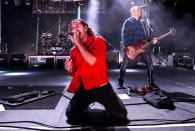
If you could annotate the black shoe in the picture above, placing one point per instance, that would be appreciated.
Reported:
(119, 86)
(124, 121)
(154, 86)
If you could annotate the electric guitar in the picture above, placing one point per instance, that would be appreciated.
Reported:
(133, 51)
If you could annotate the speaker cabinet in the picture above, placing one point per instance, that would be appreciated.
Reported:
(4, 58)
(17, 60)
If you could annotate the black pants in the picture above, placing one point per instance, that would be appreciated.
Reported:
(114, 108)
(149, 66)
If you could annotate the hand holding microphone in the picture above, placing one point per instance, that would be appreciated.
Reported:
(68, 65)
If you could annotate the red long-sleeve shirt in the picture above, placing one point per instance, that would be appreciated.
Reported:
(91, 76)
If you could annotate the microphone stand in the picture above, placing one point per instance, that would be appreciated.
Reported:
(150, 30)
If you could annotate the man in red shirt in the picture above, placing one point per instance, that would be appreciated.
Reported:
(90, 82)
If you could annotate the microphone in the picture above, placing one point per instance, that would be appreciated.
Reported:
(69, 33)
(143, 6)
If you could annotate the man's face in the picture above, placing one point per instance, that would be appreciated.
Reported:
(137, 12)
(79, 28)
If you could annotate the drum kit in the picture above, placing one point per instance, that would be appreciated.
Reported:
(50, 45)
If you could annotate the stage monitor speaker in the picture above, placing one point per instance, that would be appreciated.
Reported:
(17, 60)
(4, 58)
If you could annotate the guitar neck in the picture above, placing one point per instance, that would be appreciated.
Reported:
(163, 36)
(158, 38)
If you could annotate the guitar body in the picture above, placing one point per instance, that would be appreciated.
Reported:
(133, 51)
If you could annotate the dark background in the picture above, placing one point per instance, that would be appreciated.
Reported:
(19, 24)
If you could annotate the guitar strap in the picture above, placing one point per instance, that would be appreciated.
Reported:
(143, 29)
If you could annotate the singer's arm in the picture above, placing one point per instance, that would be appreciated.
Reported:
(88, 56)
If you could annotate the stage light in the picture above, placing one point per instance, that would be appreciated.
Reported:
(17, 2)
(27, 2)
(16, 74)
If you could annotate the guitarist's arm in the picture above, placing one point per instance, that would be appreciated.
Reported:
(154, 41)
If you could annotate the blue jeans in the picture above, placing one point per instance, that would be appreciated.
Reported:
(149, 66)
(78, 107)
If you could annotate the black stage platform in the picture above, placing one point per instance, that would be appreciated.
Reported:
(178, 82)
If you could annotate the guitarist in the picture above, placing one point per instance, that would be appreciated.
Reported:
(133, 31)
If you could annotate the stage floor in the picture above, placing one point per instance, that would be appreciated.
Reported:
(179, 82)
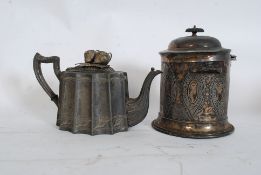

## Problem statement
Lines that contain "guitarist" are the result; find them in the entries above and copy each one.

## Exercise answer
If you could annotate the guitarist's arm in the picture above, placing one point per instance, that would be appreciated.
If you could annotate the guitarist in the picture above, placing one point per instance, that would be appreciated.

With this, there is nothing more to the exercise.